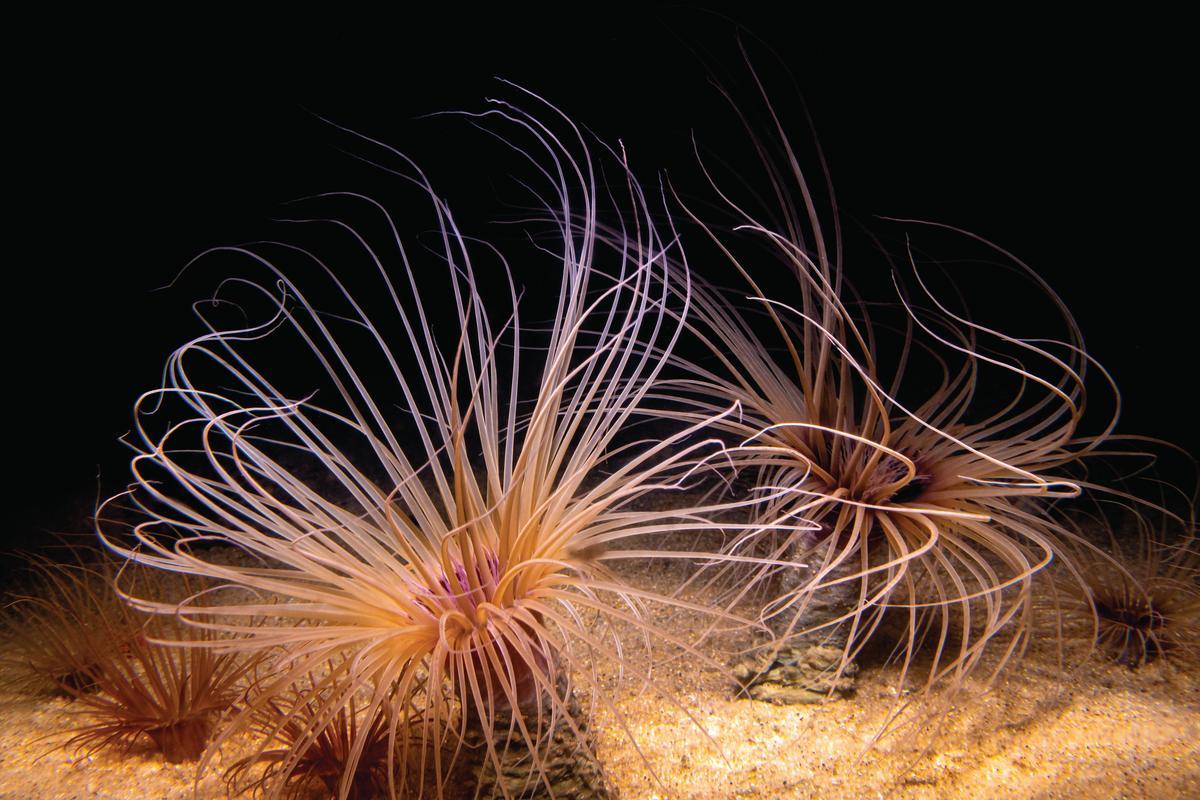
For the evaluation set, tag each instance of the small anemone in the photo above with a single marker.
(142, 691)
(1143, 600)
(60, 621)
(304, 747)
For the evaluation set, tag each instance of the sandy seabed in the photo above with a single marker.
(1103, 731)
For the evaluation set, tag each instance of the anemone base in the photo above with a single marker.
(569, 769)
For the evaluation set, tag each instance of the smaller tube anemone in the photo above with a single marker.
(293, 761)
(171, 693)
(1140, 601)
(939, 511)
(130, 690)
(65, 619)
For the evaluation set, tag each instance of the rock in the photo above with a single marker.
(802, 674)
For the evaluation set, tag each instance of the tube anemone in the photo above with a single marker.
(1139, 600)
(423, 518)
(939, 511)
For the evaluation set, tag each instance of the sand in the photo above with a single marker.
(1102, 731)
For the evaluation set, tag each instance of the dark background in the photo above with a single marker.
(1067, 146)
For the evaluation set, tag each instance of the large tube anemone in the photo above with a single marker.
(414, 488)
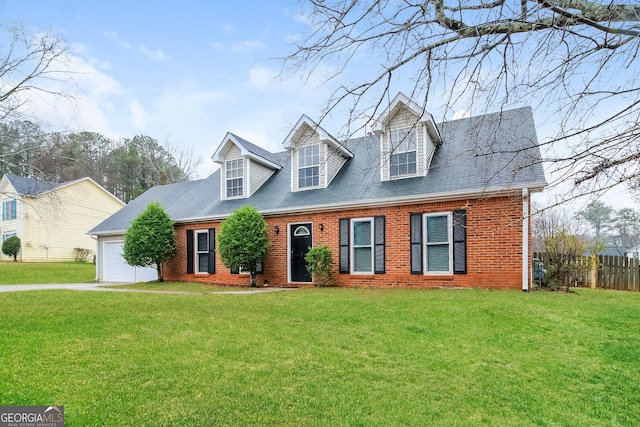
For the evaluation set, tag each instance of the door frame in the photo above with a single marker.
(289, 236)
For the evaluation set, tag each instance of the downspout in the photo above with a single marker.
(525, 240)
(96, 254)
(22, 230)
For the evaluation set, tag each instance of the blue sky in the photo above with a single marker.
(185, 72)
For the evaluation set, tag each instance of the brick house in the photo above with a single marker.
(414, 203)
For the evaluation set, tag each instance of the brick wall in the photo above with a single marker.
(494, 247)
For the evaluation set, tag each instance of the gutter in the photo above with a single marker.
(392, 201)
(525, 240)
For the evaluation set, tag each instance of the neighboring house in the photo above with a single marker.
(634, 252)
(413, 204)
(52, 219)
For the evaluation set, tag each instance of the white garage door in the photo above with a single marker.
(116, 269)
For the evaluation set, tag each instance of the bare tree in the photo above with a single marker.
(574, 60)
(27, 62)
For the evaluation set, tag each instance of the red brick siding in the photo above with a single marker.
(494, 247)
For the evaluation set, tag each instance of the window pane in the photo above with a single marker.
(362, 260)
(403, 163)
(234, 187)
(438, 258)
(362, 233)
(203, 263)
(437, 229)
(308, 177)
(203, 242)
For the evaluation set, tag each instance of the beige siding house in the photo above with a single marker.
(52, 219)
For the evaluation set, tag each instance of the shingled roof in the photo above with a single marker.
(483, 155)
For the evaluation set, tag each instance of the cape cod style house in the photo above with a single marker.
(414, 204)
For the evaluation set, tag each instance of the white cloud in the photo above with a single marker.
(138, 115)
(227, 28)
(246, 45)
(154, 55)
(243, 46)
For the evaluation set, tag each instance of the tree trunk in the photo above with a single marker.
(159, 268)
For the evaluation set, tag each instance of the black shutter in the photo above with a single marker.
(415, 223)
(460, 241)
(344, 245)
(378, 237)
(190, 264)
(211, 264)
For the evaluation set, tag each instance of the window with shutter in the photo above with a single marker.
(362, 245)
(190, 266)
(438, 243)
(344, 245)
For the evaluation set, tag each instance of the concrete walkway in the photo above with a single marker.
(102, 287)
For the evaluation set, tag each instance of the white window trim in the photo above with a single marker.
(320, 169)
(8, 234)
(242, 177)
(9, 200)
(425, 243)
(393, 151)
(352, 245)
(197, 253)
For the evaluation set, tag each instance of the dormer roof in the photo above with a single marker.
(324, 136)
(248, 149)
(402, 101)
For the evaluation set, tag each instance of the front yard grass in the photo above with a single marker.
(325, 357)
(19, 273)
(181, 286)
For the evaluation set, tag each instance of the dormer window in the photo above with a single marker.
(403, 152)
(408, 139)
(235, 169)
(309, 166)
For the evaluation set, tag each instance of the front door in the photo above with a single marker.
(300, 244)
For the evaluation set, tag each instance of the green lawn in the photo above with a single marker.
(182, 287)
(18, 273)
(325, 357)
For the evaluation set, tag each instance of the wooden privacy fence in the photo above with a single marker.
(602, 271)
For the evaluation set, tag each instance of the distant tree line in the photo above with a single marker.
(126, 167)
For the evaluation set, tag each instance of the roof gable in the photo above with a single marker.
(402, 101)
(484, 155)
(29, 186)
(305, 122)
(247, 149)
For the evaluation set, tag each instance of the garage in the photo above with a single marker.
(116, 269)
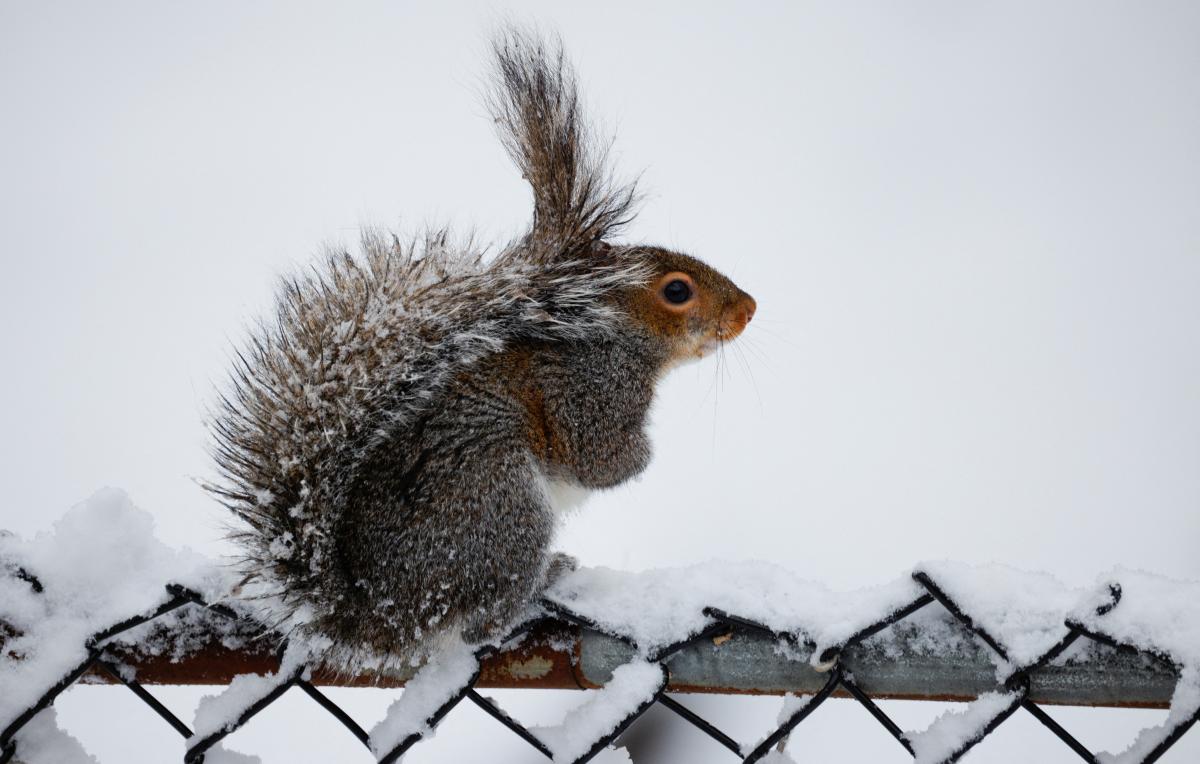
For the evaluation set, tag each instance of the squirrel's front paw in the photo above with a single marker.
(559, 565)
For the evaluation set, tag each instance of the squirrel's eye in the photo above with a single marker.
(677, 292)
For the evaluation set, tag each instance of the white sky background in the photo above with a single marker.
(973, 233)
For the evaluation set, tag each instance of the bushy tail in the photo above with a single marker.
(537, 107)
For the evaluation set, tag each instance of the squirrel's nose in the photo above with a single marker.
(748, 307)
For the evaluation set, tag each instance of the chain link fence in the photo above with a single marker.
(733, 654)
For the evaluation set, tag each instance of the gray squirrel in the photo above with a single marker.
(399, 440)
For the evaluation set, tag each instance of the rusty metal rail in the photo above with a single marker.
(562, 656)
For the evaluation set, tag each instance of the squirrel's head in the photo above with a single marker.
(685, 305)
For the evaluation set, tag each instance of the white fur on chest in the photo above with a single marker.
(563, 495)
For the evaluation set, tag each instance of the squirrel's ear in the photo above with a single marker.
(537, 107)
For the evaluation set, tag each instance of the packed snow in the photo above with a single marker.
(631, 603)
(220, 711)
(1156, 614)
(1021, 611)
(101, 565)
(631, 686)
(953, 731)
(435, 685)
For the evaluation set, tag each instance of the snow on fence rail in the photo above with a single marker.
(1006, 641)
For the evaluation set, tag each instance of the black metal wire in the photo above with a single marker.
(1017, 684)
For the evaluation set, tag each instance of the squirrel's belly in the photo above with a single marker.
(563, 495)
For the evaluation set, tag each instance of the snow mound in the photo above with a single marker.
(99, 566)
(631, 687)
(631, 605)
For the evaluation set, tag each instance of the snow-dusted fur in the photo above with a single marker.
(366, 343)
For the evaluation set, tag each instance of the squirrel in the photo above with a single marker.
(400, 439)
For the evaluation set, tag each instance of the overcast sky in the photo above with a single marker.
(972, 229)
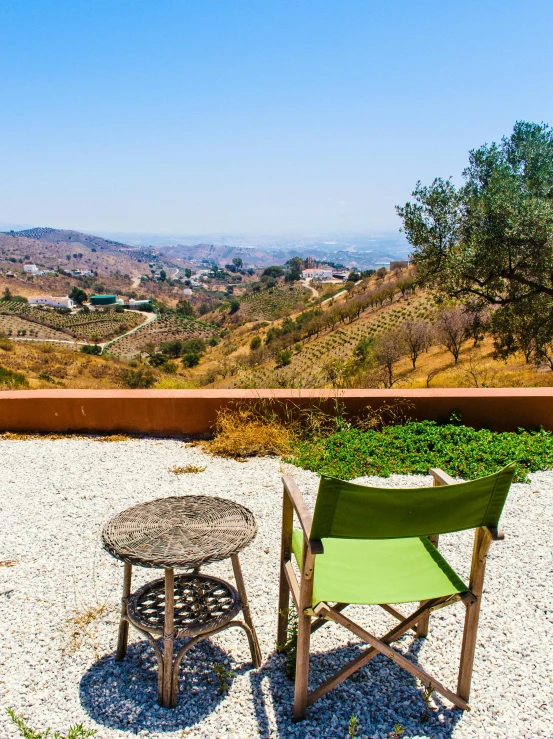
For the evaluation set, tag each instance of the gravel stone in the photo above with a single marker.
(57, 494)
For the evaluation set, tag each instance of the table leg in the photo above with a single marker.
(123, 623)
(168, 637)
(254, 643)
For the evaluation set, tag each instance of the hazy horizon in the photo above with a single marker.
(251, 118)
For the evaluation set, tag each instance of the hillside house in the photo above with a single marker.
(317, 273)
(52, 302)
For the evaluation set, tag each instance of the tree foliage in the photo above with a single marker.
(493, 237)
(490, 241)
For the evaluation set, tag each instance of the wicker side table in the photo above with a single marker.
(186, 532)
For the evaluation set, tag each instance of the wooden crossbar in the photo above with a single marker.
(368, 654)
(380, 646)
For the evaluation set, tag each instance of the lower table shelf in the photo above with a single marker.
(199, 606)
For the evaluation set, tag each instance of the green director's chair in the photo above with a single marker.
(379, 546)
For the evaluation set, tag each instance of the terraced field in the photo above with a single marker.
(307, 367)
(274, 303)
(15, 327)
(167, 327)
(96, 325)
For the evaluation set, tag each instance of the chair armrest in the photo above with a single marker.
(495, 532)
(442, 478)
(302, 512)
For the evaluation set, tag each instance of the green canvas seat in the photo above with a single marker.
(373, 571)
(379, 546)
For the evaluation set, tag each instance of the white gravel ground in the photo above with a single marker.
(55, 497)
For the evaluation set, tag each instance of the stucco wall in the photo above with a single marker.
(188, 412)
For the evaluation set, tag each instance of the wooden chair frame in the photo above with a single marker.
(302, 593)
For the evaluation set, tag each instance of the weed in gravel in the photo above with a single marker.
(353, 726)
(113, 438)
(6, 344)
(427, 696)
(77, 626)
(397, 732)
(290, 648)
(187, 469)
(224, 677)
(77, 731)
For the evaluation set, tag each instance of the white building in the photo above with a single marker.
(317, 273)
(52, 302)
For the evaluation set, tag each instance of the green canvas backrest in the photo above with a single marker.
(345, 510)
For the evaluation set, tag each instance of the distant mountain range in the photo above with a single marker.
(353, 250)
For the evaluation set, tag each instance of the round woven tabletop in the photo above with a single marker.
(188, 531)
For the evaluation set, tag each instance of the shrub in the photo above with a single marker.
(415, 447)
(195, 344)
(135, 379)
(185, 308)
(78, 295)
(91, 349)
(170, 367)
(157, 359)
(191, 359)
(172, 348)
(283, 357)
(10, 380)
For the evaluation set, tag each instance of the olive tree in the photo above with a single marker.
(451, 329)
(416, 336)
(493, 237)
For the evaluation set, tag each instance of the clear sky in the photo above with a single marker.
(297, 116)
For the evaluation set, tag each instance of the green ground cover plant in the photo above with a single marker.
(415, 447)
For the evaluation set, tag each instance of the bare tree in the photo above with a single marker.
(388, 349)
(451, 329)
(416, 337)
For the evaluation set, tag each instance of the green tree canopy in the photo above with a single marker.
(492, 238)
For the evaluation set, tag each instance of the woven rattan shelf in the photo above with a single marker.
(202, 603)
(186, 532)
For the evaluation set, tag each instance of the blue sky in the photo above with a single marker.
(255, 117)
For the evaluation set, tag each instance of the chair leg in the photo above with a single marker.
(302, 667)
(468, 649)
(123, 637)
(422, 626)
(304, 636)
(284, 588)
(479, 553)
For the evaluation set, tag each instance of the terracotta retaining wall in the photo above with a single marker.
(191, 412)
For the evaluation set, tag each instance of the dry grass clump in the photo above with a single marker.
(24, 436)
(14, 436)
(5, 343)
(274, 427)
(113, 437)
(79, 623)
(187, 469)
(241, 432)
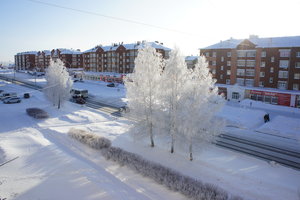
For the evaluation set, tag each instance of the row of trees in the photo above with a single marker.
(166, 95)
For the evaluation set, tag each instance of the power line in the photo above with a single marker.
(110, 17)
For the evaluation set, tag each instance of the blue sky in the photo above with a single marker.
(28, 25)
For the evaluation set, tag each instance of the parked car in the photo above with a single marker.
(111, 85)
(78, 100)
(7, 94)
(12, 100)
(26, 95)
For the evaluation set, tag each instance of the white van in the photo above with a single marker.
(78, 93)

########

Extract the lines above from the one containing "For the evaluation set, tag each instance of the row" to the last line, both included, exactly as written.

OUTPUT FOR THIS TASK
For the evaluation set, tag each instance of the row of trees in the photo above with a single marker.
(166, 95)
For the evaluation set, tag each instance of the power line in the photo above with a single marker.
(110, 17)
For the evaluation set, tag each instance of the blue sky in the photo above with a single marker.
(28, 25)
For the evaluation set, tag each instance of the parked car in the photo above with a single marker.
(111, 85)
(78, 100)
(7, 94)
(12, 100)
(26, 95)
For the evaluation set, tag each instance of the white van in the photo above with a single marker.
(78, 93)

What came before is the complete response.